> _Written exercise_
Convert the lines below into a JSON list of strings, one string per line and blank lines omitted, covering only the stretch from the line containing "Reviewer note: confirm that every instance of the muddy" through the last line.

> _Provided data_
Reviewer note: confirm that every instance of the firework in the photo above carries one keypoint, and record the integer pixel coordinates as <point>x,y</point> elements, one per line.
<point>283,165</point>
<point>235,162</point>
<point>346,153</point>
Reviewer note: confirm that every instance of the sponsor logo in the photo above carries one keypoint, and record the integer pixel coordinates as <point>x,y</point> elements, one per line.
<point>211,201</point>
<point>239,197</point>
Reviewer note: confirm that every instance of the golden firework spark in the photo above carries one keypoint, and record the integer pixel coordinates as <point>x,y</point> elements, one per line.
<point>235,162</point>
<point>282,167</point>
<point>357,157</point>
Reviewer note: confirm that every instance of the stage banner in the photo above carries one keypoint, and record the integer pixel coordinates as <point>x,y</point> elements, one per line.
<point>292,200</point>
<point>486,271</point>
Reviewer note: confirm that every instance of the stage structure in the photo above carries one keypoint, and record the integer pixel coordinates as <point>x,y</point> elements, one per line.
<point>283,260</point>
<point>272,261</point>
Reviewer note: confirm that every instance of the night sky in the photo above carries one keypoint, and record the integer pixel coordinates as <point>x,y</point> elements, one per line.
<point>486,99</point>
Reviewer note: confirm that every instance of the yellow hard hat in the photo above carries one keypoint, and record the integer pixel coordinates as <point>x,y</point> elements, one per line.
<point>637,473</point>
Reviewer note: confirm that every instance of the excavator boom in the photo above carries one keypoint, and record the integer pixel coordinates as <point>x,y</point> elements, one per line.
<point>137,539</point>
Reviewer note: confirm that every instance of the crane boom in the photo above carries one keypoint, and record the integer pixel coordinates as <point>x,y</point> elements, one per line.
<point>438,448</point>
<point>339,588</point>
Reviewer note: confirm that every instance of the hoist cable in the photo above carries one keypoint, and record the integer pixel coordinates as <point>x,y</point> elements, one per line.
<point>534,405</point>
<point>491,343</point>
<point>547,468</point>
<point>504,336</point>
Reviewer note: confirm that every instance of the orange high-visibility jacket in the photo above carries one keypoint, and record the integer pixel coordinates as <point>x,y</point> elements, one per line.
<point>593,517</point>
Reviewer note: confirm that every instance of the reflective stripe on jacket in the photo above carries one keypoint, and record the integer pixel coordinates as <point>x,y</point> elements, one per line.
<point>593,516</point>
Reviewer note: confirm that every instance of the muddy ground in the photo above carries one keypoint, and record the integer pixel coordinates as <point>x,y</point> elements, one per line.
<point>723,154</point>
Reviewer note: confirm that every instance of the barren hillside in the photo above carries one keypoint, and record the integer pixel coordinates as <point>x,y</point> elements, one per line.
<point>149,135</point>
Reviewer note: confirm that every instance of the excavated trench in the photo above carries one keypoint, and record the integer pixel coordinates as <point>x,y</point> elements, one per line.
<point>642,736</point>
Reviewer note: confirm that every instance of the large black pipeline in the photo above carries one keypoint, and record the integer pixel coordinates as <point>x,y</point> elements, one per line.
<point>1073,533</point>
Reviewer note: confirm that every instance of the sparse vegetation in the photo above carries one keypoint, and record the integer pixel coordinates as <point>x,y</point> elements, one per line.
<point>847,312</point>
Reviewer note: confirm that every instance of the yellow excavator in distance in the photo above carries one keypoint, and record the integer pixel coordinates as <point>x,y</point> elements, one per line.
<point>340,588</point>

> _Expected answer_
[
  "Reviewer note: confirm that every instance of the muddy ground in the photo above carries one keypoint, and record the integer pixel coordinates as <point>x,y</point> elements, one per line.",
  "<point>723,154</point>",
  "Reviewer note: confirm that every instance of the barren hillside in the photo above carries one keypoint, and record the integer pixel coordinates as <point>x,y</point> elements, one per line.",
  "<point>149,135</point>",
  "Reviewer note: confirm that every instance of the excavated trench in the photo above carries one keypoint, and record the integer pixel coordinates as <point>x,y</point> elements, one per line.",
  "<point>642,736</point>",
  "Reviewer note: confirm that every instance of the large black pipeline in the photo above carries one keypoint, and record the integer pixel coordinates as <point>x,y</point> elements, one per line.",
  "<point>1073,533</point>",
  "Reviewer note: confirm that every instance of the sparse vegetation in the photo above carries one keypoint, and record the integer pixel coordinates as <point>x,y</point> elements, one per line.",
  "<point>847,312</point>",
  "Reviewer note: confirm that every instance of the yellow excavator in distance in the photo above carries one keypoint, and record the integer pixel coordinates as <point>x,y</point> elements, one per line.",
  "<point>340,588</point>"
]